Requirements: Write out these lines exactly as they appear, everything from the line that contains "One dot marks each instance of the metal" down to the line that contains "[(64, 635), (30, 635)]", with both of those lines included.
<<<<
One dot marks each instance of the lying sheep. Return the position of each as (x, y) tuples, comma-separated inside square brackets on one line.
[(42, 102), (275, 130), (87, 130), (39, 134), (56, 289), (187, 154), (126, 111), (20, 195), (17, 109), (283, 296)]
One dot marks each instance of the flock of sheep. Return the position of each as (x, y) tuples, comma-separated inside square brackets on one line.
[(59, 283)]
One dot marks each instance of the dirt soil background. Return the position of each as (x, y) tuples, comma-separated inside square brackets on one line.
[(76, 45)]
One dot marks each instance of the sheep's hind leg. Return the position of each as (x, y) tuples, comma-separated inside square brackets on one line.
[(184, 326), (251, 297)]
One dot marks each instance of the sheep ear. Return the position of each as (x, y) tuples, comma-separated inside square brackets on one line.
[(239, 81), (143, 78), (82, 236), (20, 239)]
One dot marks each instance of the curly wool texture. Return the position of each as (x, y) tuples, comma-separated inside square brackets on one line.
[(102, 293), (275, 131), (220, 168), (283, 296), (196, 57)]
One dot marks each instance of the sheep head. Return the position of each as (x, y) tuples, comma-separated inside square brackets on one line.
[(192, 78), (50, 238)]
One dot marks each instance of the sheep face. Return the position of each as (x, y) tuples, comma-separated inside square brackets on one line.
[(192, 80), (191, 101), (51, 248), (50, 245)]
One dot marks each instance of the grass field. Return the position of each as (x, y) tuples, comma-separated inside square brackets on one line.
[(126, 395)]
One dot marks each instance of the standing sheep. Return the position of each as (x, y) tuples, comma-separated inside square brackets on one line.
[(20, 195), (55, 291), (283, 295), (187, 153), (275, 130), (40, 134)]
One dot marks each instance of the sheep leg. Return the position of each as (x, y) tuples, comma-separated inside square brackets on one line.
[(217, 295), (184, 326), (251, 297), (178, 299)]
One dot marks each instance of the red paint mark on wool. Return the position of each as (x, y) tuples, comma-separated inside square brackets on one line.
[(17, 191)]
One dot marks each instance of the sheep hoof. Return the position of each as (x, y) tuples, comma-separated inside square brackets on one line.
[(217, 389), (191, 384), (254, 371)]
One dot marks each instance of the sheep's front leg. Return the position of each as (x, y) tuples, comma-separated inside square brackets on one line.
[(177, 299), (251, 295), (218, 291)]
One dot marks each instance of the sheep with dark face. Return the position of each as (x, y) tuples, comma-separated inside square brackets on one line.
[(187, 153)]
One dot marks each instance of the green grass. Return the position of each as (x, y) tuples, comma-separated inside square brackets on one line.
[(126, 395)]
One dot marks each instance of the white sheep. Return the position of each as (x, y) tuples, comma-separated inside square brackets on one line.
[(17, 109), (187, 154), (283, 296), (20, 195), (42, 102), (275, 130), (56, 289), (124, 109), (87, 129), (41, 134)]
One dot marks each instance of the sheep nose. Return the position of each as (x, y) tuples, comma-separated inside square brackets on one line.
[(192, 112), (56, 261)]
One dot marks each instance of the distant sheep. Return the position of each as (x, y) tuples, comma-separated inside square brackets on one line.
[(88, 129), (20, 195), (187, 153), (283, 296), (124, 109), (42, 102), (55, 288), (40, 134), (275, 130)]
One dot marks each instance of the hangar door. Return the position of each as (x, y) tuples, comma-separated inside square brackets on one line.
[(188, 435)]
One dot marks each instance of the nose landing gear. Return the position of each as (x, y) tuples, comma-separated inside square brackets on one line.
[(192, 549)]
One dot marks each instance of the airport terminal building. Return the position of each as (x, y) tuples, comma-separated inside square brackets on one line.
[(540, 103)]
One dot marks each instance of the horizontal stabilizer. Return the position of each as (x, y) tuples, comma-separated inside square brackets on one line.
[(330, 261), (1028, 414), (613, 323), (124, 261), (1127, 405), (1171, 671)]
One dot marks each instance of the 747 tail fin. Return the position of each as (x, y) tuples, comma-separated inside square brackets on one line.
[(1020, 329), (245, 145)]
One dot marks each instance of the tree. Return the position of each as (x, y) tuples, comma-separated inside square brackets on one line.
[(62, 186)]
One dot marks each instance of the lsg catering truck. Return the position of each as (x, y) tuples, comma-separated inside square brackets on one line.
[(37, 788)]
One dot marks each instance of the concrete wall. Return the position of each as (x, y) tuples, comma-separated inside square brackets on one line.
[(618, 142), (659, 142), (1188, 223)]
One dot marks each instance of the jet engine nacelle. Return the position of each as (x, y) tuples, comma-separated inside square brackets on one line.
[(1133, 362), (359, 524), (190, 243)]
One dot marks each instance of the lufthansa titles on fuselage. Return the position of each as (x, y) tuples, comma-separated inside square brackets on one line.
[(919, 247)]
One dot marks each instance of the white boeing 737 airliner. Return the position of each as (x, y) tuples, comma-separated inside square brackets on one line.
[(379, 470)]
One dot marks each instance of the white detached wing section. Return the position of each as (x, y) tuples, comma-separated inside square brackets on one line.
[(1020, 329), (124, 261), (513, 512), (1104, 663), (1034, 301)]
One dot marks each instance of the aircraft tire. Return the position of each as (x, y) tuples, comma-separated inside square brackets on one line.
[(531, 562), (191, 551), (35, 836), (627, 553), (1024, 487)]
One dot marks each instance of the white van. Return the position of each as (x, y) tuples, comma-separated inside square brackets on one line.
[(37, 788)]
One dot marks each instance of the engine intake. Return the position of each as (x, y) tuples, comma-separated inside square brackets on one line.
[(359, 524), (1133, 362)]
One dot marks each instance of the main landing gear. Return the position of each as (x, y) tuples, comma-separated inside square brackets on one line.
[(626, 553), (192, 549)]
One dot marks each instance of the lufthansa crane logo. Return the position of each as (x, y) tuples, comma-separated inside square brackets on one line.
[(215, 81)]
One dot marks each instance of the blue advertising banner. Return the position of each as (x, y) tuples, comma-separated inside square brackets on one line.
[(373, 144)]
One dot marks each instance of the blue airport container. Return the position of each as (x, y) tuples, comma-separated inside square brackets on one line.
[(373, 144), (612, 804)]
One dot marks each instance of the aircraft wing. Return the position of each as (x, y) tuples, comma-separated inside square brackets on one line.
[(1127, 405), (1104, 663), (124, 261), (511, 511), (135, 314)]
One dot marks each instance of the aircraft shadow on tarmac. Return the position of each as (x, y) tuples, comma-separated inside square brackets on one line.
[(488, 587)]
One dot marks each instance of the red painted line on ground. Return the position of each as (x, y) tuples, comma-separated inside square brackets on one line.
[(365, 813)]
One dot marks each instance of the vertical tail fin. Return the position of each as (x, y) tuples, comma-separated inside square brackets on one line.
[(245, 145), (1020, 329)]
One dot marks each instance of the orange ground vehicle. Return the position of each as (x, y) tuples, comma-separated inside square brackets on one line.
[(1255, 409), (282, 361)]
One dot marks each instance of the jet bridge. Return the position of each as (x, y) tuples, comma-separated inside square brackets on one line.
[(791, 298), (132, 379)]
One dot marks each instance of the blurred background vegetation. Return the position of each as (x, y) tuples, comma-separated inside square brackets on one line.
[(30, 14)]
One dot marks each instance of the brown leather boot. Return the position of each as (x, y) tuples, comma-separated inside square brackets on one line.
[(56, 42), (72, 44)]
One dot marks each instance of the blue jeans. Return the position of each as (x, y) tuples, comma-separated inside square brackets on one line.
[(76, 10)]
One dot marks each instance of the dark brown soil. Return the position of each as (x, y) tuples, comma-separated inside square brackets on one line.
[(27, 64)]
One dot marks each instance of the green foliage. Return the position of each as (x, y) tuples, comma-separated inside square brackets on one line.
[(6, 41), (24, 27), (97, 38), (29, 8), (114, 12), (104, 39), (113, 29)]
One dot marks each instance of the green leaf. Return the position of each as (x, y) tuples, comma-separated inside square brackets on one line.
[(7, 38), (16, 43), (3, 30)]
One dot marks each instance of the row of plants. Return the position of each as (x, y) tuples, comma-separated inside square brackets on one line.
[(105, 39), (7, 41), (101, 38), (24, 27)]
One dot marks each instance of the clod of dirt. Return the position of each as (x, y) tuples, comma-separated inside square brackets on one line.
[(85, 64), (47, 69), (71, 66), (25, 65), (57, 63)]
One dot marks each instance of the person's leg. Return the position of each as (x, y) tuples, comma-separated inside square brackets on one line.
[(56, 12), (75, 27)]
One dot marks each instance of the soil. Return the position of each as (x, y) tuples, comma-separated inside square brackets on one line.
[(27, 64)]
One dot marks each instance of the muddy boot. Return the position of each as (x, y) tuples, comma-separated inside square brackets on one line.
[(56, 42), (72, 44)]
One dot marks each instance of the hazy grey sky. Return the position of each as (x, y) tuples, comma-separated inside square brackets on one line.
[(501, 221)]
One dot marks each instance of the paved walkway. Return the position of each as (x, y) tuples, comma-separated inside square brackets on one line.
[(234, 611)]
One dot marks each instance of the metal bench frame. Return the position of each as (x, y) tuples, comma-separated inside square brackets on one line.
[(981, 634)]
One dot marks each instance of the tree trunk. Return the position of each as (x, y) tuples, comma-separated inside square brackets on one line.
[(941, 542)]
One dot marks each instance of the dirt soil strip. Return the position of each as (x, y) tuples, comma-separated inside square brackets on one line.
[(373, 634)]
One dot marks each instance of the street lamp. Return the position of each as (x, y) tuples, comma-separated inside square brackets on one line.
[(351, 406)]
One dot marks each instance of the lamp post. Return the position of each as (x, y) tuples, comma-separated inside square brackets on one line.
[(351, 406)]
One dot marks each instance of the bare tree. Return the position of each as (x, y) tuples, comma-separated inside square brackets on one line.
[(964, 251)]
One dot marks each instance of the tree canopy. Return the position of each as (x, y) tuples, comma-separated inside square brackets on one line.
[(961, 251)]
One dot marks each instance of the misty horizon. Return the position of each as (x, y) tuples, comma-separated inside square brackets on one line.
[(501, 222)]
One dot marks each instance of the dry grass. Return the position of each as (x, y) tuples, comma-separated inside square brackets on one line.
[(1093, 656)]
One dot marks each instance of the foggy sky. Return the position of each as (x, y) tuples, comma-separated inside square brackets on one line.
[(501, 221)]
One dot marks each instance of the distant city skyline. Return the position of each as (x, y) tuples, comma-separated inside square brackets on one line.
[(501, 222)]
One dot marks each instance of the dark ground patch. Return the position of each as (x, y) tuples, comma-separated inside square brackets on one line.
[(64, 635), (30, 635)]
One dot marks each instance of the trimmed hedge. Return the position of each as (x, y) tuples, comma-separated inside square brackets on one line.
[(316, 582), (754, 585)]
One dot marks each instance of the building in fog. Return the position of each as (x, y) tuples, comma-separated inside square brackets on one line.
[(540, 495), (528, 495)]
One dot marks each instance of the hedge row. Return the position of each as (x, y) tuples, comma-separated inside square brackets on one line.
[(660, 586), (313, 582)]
>>>>
Response:
One dot marks each instance of the metal bench frame. Return the position of each as (x, y) tuples, comma-separated inside square brackets on one line.
[(981, 634)]
One dot marks each instance of the tree trunk. Return the position of each as (x, y) tuples, comma-separated inside square brackets on one line.
[(941, 542)]
One dot marks each instance of the dirt soil strip. Return the position of each as (x, y) tuples, comma-separated inside square brackets on one line.
[(373, 634)]
One dot marks each instance of the street lamp. Return the position of each as (x, y) tuples, comma-separated inside square brackets on one line.
[(351, 406)]
One dot marks each instance of the lamp post. Return the position of each as (x, y) tuples, comma-separated inside square brackets on one line.
[(351, 406)]
One dot marks each instance of the bare tree. Return the position of each as (x, y) tuples, comma-separated inside square brackets on one line.
[(964, 251)]
One dot marks each instance of the tree canopy. Return the position of each as (x, y) tuples, comma-separated inside square brackets on one line.
[(961, 251)]
One dot marks each instance of the misty horizon. Return the position of each as (x, y) tuples, comma-separated inside square brackets on one line.
[(501, 222)]
One dot marks each instance of the dry grass. Return the position of each as (x, y) tuples, comma-separated inside square brackets on one line.
[(1093, 656)]
One dot marks each instance of the foggy sky. Return the position of each as (x, y) tuples, comma-separated inside square brackets on one line.
[(501, 221)]
One dot marks each instance of the distant city skyline. Return the position of each as (x, y) tuples, comma-separated inside square brackets on one line.
[(501, 222)]
One dot marks each instance of the dark ground patch. Return the position of each as (x, y) tuples, comma-separated inside square brackets on one line.
[(64, 635), (30, 635)]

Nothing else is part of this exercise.